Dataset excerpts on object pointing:
#####

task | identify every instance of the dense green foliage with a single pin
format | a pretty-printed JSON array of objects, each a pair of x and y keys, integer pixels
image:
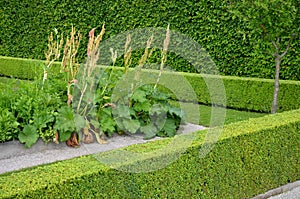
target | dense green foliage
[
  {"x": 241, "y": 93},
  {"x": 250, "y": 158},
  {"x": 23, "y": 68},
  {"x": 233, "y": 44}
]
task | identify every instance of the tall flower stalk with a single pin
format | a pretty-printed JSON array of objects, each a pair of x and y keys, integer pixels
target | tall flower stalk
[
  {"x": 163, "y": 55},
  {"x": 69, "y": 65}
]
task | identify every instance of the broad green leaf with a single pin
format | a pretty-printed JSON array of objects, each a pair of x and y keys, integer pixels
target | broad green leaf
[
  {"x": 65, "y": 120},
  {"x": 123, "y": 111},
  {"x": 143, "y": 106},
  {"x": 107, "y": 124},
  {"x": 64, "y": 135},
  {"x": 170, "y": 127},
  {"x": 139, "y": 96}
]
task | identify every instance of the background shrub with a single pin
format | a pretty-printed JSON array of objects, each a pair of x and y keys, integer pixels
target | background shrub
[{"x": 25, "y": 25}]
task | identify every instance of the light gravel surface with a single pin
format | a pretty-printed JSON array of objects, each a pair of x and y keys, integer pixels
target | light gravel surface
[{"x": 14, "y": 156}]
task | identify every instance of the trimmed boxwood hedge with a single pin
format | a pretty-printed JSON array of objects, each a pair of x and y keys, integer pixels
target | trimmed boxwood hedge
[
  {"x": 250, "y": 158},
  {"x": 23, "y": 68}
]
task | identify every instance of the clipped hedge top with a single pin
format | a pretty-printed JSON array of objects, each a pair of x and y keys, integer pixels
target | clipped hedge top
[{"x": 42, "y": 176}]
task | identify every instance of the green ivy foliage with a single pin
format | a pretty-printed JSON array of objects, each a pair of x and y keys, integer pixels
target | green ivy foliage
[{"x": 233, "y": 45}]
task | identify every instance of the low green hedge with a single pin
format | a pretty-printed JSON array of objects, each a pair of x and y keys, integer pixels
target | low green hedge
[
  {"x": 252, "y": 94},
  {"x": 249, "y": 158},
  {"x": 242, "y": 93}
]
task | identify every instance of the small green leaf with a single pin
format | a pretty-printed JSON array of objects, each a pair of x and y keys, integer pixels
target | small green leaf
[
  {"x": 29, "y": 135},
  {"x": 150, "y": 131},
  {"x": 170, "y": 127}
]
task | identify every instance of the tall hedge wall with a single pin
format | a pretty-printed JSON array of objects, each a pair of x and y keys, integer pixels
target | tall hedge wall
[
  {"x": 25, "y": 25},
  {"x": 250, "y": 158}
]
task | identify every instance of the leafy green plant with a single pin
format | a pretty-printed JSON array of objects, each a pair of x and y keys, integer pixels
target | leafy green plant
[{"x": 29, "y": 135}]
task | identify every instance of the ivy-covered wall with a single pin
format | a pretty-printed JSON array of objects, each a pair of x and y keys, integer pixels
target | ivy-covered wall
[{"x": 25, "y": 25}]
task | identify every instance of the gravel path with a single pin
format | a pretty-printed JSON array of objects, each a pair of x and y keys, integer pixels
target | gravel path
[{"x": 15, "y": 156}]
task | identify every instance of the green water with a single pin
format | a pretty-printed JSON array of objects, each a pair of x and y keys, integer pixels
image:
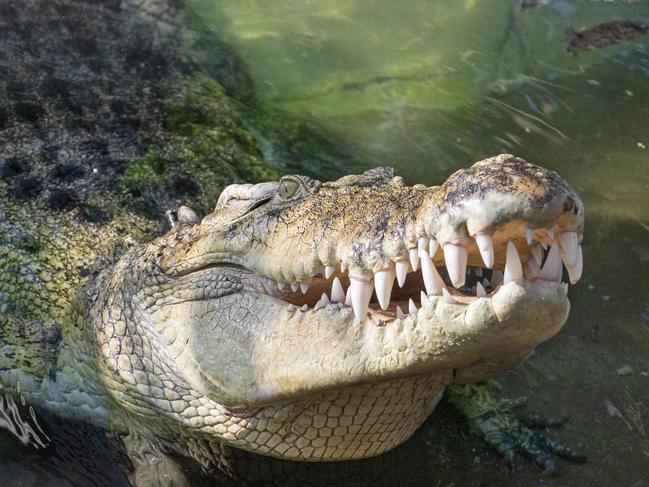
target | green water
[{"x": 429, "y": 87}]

#####

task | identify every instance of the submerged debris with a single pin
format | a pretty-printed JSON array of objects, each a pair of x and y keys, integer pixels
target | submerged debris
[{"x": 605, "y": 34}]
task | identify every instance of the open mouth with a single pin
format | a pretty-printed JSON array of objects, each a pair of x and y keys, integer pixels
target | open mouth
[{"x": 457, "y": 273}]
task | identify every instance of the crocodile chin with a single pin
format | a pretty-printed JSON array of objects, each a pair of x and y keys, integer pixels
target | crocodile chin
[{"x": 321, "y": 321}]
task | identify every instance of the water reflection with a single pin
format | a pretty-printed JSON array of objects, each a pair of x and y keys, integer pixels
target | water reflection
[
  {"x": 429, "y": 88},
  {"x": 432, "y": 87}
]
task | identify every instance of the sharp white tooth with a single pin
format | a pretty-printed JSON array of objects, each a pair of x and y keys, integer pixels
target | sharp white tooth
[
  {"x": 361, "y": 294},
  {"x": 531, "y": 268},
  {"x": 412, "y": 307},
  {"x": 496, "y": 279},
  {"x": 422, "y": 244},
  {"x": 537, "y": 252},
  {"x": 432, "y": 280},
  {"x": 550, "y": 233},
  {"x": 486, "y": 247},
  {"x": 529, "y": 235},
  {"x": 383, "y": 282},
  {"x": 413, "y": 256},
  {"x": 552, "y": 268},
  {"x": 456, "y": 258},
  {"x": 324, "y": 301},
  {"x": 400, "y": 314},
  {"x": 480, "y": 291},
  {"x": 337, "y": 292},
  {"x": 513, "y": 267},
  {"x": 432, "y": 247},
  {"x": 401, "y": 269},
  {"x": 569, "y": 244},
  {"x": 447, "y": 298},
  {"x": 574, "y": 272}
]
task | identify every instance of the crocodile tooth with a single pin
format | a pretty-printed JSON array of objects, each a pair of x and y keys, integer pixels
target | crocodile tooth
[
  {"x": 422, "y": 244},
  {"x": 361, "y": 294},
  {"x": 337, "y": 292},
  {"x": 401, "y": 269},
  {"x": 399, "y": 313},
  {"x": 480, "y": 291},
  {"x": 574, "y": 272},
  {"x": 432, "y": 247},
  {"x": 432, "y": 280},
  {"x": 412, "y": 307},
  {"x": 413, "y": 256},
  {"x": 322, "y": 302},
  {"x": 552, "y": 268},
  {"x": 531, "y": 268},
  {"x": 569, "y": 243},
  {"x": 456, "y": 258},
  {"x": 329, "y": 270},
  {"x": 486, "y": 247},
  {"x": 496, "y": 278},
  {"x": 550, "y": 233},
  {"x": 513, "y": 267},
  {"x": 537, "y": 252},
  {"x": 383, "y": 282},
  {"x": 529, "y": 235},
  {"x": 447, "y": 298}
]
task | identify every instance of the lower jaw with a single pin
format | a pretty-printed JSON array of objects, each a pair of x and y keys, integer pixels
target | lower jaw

#####

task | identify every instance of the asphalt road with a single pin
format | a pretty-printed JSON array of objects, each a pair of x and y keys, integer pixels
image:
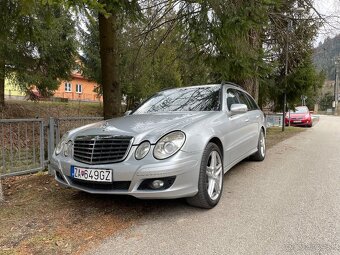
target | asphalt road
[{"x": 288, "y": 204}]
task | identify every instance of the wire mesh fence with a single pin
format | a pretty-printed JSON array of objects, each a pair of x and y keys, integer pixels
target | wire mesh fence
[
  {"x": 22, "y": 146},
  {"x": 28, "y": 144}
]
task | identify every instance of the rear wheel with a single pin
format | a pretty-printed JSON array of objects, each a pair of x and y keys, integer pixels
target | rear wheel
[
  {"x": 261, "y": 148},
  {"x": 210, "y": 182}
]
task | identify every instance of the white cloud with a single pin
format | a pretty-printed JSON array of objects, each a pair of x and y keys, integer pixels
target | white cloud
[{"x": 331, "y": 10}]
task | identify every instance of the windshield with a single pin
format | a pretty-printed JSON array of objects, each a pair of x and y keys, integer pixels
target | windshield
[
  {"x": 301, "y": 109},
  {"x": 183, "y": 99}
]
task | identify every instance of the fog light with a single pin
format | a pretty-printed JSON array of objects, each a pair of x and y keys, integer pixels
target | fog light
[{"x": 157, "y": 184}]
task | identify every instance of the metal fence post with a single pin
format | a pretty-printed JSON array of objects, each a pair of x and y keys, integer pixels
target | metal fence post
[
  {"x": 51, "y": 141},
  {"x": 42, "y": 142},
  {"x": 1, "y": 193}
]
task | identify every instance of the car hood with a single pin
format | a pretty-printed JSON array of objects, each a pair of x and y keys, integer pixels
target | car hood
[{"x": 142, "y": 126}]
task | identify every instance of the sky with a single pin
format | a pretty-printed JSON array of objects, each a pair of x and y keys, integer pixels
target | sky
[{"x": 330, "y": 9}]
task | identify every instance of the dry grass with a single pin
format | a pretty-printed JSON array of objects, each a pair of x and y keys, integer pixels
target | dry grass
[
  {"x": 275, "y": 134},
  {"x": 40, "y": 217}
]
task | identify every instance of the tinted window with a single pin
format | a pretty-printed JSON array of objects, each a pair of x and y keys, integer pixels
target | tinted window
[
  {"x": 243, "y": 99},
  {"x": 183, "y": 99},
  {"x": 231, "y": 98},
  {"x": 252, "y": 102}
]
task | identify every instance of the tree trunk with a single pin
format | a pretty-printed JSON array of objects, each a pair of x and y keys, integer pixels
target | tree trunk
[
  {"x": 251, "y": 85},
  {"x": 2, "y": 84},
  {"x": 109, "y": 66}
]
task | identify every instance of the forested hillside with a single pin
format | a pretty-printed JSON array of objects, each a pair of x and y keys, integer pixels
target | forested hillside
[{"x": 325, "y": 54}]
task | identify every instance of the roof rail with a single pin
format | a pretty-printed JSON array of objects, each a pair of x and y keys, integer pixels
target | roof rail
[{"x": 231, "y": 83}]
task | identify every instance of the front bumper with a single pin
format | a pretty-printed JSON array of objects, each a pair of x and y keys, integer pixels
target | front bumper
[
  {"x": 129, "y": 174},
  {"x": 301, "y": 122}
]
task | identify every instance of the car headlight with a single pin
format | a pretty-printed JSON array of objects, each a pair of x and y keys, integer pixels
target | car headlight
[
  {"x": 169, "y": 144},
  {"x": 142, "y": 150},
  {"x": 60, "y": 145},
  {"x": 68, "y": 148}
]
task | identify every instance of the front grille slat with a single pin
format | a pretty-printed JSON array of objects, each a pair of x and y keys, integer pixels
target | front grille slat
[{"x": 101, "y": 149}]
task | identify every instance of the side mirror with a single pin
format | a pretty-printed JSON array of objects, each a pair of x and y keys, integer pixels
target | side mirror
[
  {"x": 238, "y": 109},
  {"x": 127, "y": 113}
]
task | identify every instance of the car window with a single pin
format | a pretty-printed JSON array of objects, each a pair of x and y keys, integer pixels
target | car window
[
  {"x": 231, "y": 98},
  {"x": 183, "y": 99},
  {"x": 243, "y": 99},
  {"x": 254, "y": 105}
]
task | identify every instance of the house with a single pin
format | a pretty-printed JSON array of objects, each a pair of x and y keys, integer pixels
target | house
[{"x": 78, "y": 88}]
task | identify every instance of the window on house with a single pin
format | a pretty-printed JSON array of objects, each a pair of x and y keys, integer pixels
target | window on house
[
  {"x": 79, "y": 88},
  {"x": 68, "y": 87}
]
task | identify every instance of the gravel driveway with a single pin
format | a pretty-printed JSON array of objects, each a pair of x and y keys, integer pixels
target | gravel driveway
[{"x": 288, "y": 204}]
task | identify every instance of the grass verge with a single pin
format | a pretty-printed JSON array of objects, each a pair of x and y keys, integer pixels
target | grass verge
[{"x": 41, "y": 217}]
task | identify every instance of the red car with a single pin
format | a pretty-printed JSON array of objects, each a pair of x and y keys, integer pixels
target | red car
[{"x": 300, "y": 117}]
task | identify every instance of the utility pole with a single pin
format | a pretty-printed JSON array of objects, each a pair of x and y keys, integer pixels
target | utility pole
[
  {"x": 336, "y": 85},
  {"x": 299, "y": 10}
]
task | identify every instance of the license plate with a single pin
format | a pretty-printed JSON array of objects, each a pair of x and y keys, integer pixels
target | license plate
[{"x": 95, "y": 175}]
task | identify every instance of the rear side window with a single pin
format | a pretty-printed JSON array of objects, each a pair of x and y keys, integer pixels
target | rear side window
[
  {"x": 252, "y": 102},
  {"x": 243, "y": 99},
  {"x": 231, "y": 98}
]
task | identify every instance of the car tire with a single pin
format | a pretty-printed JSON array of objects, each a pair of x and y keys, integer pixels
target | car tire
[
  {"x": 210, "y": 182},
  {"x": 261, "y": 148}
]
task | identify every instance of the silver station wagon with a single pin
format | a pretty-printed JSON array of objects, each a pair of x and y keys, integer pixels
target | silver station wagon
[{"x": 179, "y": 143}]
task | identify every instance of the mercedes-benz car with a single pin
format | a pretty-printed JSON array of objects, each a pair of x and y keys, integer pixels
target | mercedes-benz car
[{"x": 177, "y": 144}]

#####

(YOUR GOAL): Filter the entries above, copying each line that contains the word "shrub". Case counts.

(TASK ANSWER):
task | identify every instance of the background shrub with a single pin
target | background shrub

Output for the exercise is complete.